**DIRECTIONS**
Down to the last line, print the data that follows exactly, without its pictures.

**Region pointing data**
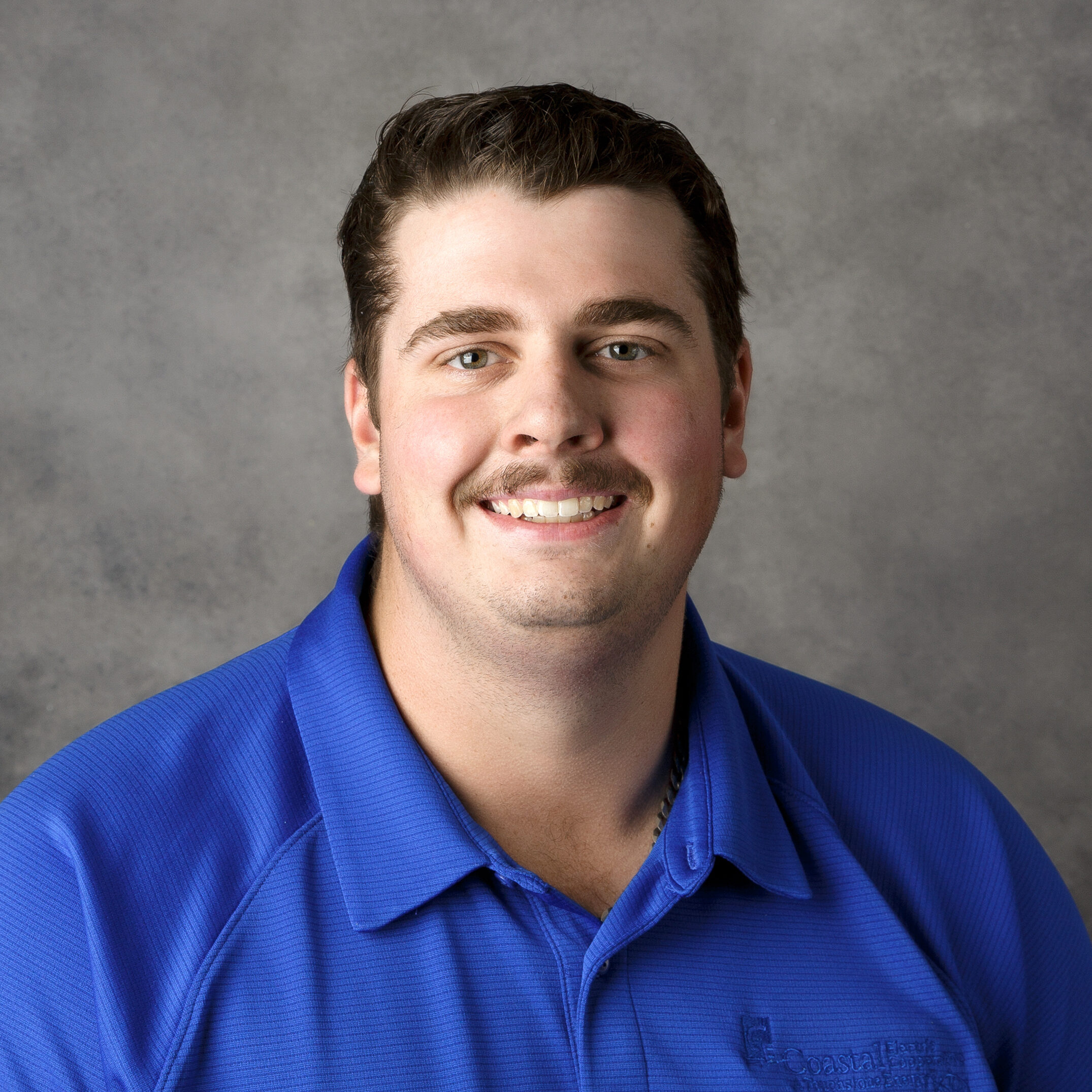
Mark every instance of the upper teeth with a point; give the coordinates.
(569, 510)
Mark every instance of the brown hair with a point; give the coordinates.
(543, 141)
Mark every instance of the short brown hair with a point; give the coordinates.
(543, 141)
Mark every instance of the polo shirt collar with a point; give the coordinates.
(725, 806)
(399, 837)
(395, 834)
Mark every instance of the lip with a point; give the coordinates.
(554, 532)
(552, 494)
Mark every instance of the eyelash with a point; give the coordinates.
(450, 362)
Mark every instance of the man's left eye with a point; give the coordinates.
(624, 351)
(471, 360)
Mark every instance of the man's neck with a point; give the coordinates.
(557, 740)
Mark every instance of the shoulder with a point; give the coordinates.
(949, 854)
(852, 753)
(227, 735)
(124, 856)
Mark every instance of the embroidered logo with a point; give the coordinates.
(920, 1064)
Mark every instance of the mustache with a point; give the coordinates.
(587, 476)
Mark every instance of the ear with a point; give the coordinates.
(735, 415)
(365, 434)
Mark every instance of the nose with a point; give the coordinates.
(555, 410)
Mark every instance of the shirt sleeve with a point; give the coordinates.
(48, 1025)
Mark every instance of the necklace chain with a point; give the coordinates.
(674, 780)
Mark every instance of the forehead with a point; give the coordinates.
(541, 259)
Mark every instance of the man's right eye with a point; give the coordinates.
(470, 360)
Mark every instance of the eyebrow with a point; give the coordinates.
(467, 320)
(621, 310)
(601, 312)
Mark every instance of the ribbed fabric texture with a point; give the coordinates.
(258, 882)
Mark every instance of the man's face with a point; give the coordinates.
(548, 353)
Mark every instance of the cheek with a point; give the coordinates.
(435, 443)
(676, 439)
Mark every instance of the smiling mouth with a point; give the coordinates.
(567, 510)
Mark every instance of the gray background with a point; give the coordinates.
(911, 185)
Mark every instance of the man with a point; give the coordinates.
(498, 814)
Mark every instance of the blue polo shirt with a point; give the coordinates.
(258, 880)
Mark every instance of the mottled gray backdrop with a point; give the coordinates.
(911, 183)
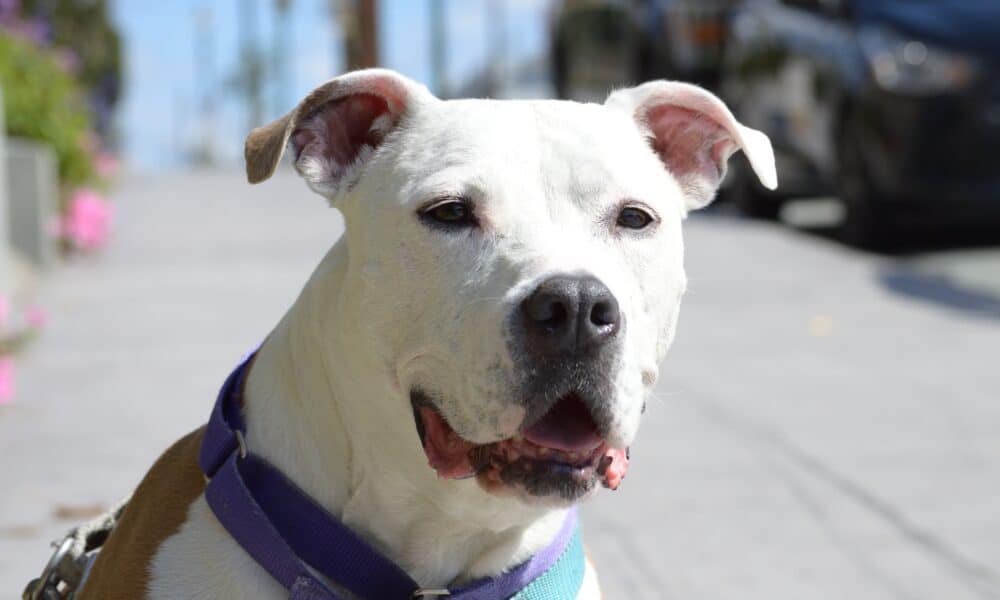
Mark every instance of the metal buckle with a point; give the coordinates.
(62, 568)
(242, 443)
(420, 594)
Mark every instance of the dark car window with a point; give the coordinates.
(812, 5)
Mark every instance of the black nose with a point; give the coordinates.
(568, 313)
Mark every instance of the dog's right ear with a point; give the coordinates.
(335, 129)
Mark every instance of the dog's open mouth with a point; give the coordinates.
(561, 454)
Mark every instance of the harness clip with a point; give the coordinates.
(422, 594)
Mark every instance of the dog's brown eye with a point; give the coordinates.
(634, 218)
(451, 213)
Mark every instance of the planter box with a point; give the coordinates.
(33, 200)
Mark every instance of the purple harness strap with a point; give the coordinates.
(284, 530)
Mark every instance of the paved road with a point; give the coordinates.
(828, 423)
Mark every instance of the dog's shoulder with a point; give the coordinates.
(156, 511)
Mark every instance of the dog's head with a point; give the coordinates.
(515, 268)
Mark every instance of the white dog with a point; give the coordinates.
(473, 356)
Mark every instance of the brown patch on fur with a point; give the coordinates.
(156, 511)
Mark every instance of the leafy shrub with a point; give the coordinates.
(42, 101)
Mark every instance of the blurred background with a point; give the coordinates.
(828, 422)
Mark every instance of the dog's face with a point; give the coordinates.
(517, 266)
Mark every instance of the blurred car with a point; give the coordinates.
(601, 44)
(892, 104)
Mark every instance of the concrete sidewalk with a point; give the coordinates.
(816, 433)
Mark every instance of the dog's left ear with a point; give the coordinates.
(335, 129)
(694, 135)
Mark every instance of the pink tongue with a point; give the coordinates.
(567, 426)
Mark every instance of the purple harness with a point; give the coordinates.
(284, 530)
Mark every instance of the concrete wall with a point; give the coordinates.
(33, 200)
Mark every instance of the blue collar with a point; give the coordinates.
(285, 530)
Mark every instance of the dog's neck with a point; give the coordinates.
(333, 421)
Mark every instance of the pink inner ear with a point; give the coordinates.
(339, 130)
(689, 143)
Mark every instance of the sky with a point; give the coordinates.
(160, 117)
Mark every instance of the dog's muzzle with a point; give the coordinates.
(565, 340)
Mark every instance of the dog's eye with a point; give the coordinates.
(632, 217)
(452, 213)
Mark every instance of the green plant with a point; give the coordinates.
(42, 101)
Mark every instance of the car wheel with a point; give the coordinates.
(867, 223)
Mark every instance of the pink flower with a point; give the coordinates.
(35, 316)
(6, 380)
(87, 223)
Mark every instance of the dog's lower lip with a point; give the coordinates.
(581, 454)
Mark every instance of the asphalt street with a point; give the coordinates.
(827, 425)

**ANSWER SPACE**
Mark every instance of the upper teeth with a point; give the coordinates.
(569, 510)
Mark every instance of the brown hair with a point; give the coordinates.
(543, 141)
Mark every instance of the short brown hair with a point; give the coordinates.
(543, 141)
Mark every instance of the polo shirt collar with a point; give the coordinates.
(725, 806)
(399, 837)
(395, 834)
Mark every instance of the lip with a point; give the coordinates.
(554, 532)
(552, 494)
Mark every instance of the eyelash with a point; give the coordinates.
(450, 362)
Mark every instance of the man's left eye with a point; give the coordinates.
(624, 351)
(471, 360)
Mark every instance of the man's neck with a point; give the coordinates.
(557, 740)
Mark every instance of the shoulder with a point; give the coordinates.
(949, 854)
(852, 753)
(227, 735)
(124, 856)
Mark every instance of the embroidered logo with a point; give the coordinates.
(920, 1064)
Mark every instance of the mustache with a point; give the coordinates.
(587, 476)
Mark every instance of the ear with a point; give the coordinates.
(735, 415)
(365, 434)
Mark every instance of the nose with a point; give the coordinates.
(555, 410)
Mark every instance of the shirt sleeve with a point; give the coordinates.
(48, 1025)
Mark every instance of the necklace chain with a point; give the coordinates.
(674, 780)
Mark every instance of the forehead with a point; give the coordinates.
(541, 259)
Mark every instance of the man's right eye with a point; give the coordinates.
(470, 360)
Mark every instance of the eyebrow with a point; give the coordinates.
(467, 320)
(621, 310)
(601, 312)
Mark every instance of the ribbed fabric texture with a point; give the coordinates.
(258, 882)
Mark every instance of the man's face with a point; give the coordinates.
(548, 353)
Mark every instance of the cheek with a point; give the coordinates.
(435, 443)
(676, 439)
Mark every instance of the smiling mouth with a point; give the coordinates.
(567, 510)
Mark every instance of the gray background with a point; give the coordinates.
(911, 185)
Mark every instance of the man with a point; give the coordinates.
(498, 814)
Mark every instance of the blue polo shirt with a point; give the coordinates.
(258, 880)
Mark every instance of the mottled gray backdrop with a point; give the coordinates.
(911, 183)
Mark every instance of the metal buckle with a point; give the coordinates.
(62, 568)
(242, 443)
(420, 594)
Mark every instance of the dark car window with a point; give the coordinates.
(812, 5)
Mark every instance of the black nose with a point; give the coordinates.
(568, 313)
Mark every instance of the dog's right ear with a point; give the coordinates.
(335, 129)
Mark every instance of the dog's open mouth with a point; give the coordinates.
(561, 454)
Mark every instance of the harness clip with a point; give the coordinates.
(422, 594)
Mark every instance of the dog's brown eye with a point; give the coordinates.
(634, 218)
(451, 213)
Mark every instance of the planter box with a point; give the coordinates.
(33, 200)
Mark every instance of the purple harness strap with a point; give the coordinates.
(284, 530)
Mark every instance of the paved road with a point; give the coordinates.
(828, 423)
Mark every instance of the dog's shoulder with a point; give the coordinates.
(156, 511)
Mark every instance of the dog's head with a point; give the coordinates.
(515, 268)
Mark every instance of the white dog with a point; give the coordinates.
(473, 356)
Mark every instance of the brown patch on fur with a point; give the coordinates.
(156, 511)
Mark every instance of the leafy shrub with a point; give the coordinates.
(42, 101)
Mark every instance of the blurred background with a point; give the coordinates.
(828, 422)
Mark every instance of the dog's face with a point; give the coordinates.
(517, 266)
Mark every instance of the blurred car with a point; give the coordinates.
(601, 44)
(892, 104)
Mark every instance of the concrete sidewalk with a point; give the coordinates.
(816, 433)
Mark every instance of the dog's left ear with a point; give the coordinates.
(335, 129)
(694, 135)
Mark every instance of the pink tongue with a point; give the coordinates.
(567, 426)
Mark every instance of the purple harness with a point; give the coordinates.
(284, 530)
Mark every instance of the concrete wall with a point; give the coordinates.
(33, 200)
Mark every instance of the blue collar with a point; give the coordinates.
(285, 530)
Mark every instance of the dog's neck with a point; give the coordinates.
(333, 421)
Mark every instance of the pink inner ear with a point; give the coordinates.
(339, 130)
(689, 143)
Mark every instance of the sky with a point; give the coordinates.
(160, 117)
Mark every instance of the dog's muzzle with a point; give the coordinates.
(565, 340)
Mark every instance of the dog's eye with a point; give the coordinates.
(632, 217)
(452, 213)
Mark every instance of the green plant with a point; give the coordinates.
(42, 101)
Mark every instance of the car wheel with a point; give the coordinates.
(867, 223)
Mark every instance of the pink flower with a point; give the coordinates.
(35, 316)
(6, 380)
(87, 223)
Mark every instance of the dog's lower lip with a point; give the coordinates.
(581, 454)
Mark every instance of the asphalt street with a point; give the coordinates.
(827, 425)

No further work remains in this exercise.